_PAGE EXCERPT_.

------------------------------

Front Page Story is a 1954 British drama film directed by Gordon Parry and starring Jack Hawkins, Elizabeth Allan and Eva Bartok. It was shot in black-and-white at Shepperton Studios with some location shooting in London. The film's sets were designed by the art director Arthur Lawson.

Plot
Grant is a hard working Fleet Street newspaper editor who refuses to take a long planned holiday with his wife Susan. Instead, to her annoyance, he stays in his office to deal with a number of urgent stories. These include a family of children evicted from their home when their mother dies, a woman charged with euthanasia, and a drunken ex-reporter tracking down an atomic scientist. They all culminate in the story of a plane crash, after which Grant is shocked to find his wife listed as one of the passengers. He discovers Susan was leaving him and going away with one of his colleagues. But did she take the plane?

------------------------------

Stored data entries
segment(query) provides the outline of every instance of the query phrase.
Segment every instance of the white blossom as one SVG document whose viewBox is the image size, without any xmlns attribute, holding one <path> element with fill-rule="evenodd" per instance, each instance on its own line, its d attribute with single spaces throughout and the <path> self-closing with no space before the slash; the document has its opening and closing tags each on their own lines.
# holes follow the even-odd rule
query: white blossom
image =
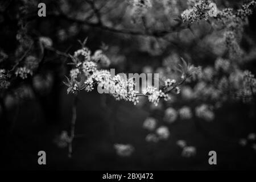
<svg viewBox="0 0 256 182">
<path fill-rule="evenodd" d="M 114 148 L 117 154 L 120 156 L 129 156 L 134 151 L 134 147 L 131 144 L 115 144 Z"/>
<path fill-rule="evenodd" d="M 158 134 L 159 139 L 167 139 L 169 138 L 170 131 L 168 127 L 162 126 L 158 128 L 156 130 L 156 133 Z"/>
</svg>

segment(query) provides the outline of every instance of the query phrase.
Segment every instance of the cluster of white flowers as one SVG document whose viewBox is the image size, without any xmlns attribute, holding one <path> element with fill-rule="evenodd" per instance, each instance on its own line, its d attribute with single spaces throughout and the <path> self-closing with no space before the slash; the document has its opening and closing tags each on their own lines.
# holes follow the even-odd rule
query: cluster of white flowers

------------------------------

_EXERCISES_.
A. According to the Front Page Story summary, who designed the film's sets?
B. Write a continuation of the Front Page Story summary that picks up after its final sentence.

_SOLVED TASKS_.
A. The art director Arthur Lawson.

B.
Cast
 Jack Hawkins as Grant
 Elizabeth Allan as Susan Grant
 Eva Bartok as Mrs. Thorpe
 Derek Farr as Teale
 Michael Goodliffe as Kennedy
 Martin Miller as Dr. Brukmann
 Walter Fitzgerald as Black
 Patricia Marmont as Julie
 Joseph Tomelty as Dan
 Jenny Jones as Jenny
 Stephen Vercoe as Craig
 Helen Haye as Susan's Mother
 Michael Howard as Barrow
 John Stuart as Counsel for the Prosecution
 Bruce Beeby as Counsel for the Defence
 Guy Middleton as Gentle
 Ronald Adam as Editor
 Henry Mollison as Lester

Critical reception
The New York Times critic wrote, "there's nothing wrong with the point of this picture. It just doesn't make it well"; TV Guide found it "a lucid look behind the headlines at the people who get out the news"; while the British Radio Times magazine found it "cosily dated, but an interesting sign of its times."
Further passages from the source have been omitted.